_Task objective_. Can you swap "exercise" for "task" everywhere in the material below and return it with nothing else changed?

[Location identification entries]
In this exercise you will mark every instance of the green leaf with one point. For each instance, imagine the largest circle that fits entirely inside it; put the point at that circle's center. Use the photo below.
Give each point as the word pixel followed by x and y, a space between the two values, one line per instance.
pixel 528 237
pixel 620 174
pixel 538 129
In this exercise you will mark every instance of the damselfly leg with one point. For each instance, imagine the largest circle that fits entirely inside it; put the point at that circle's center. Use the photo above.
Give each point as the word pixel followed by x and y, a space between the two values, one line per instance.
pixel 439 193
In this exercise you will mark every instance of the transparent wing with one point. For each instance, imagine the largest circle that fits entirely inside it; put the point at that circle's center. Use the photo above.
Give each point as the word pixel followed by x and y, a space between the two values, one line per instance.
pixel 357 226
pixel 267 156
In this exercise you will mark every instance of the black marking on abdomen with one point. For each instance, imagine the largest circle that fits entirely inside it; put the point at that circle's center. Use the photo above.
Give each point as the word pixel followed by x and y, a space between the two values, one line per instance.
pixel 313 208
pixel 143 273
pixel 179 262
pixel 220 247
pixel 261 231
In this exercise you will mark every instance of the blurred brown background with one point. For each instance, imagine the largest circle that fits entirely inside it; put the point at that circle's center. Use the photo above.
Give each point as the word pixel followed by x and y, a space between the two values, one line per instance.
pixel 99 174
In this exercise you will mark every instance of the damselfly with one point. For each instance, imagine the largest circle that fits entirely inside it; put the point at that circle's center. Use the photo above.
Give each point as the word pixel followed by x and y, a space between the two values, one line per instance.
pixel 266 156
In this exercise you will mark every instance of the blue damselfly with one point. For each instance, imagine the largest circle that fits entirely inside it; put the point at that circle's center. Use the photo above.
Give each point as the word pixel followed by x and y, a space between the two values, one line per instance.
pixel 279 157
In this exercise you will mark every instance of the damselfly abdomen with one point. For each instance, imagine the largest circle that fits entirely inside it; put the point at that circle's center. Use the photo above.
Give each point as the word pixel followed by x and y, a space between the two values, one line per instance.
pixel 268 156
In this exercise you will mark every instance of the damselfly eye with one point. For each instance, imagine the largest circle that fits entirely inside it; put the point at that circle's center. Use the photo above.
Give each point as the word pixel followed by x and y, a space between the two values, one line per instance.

_Exercise answer_.
In this task you will mark every instance of the green leaf with one point. For each instance, imagine the largest circle that fits entirely inside it; put the point at that circle's center. Use the photo below.
Give each point as the word pixel followed by x and y, a space between the two values, one line per instance.
pixel 528 237
pixel 620 174
pixel 538 129
In this task you will mark every instance of the damselfly leg with one point. For each instance, imagine the largest circle that fits entirely inside it; put the point at that circle's center. Use the photo above.
Give each point as the word pixel followed by x and y, a space between the two values, one line per instance.
pixel 439 193
In this task you will mark every instance of the transparent wing with one point. For each instance, imagine the largest circle that fits entirely inside it; put the point at that circle's center. Use the photo above.
Give each point as the word pixel followed by x and y, a space between the two values, one line per instance.
pixel 357 226
pixel 267 156
In this task you will mark every instance of the black marking on abdomen with one point. For each instance, imagine the largest circle that fits entirely inside it; put the point at that circle's center. Use the photo above.
Give each point as the word pixel followed by x and y, a space between the two values, one line per instance.
pixel 313 208
pixel 143 273
pixel 179 262
pixel 220 247
pixel 261 231
In this task you will mark every instance of the blurred brown background with one point. For each instance, imagine the largest circle that fits entirely inside it; put the point at that circle's center. Use the photo above.
Give each point as the word pixel followed by x and y, a space between the two values, one line per instance.
pixel 99 174
In this task you will mark every instance of the damselfly with one point. For each instance, imagine the largest circle that fits entirely inside it; put the point at that circle's center. Use the photo above.
Give each point as the word pixel followed by x and y, a space between the two values, one line per instance.
pixel 266 156
In this task you will mark every instance of the blue damselfly with one point. For each instance, imagine the largest circle that fits entirely inside it; put the point at that circle's center. Use the photo above.
Give each point as the word pixel followed by x and y, a space between the two values, one line per instance.
pixel 279 157
In this task you will mark every instance of the damselfly abdomen with one point. For each instance, imagine the largest circle that fits entirely inside it; put the point at that circle's center. Use the photo above.
Give each point as the word pixel followed by x and y, a space between the two values, one line per instance.
pixel 268 156
In this task you will mark every instance of the damselfly eye with one point. For each instance, imagine the largest circle that fits entirely inside it; put the point at that circle's center. Use the photo above.
Give each point as the word pixel followed by x and y, a space between the two values, one line per instance.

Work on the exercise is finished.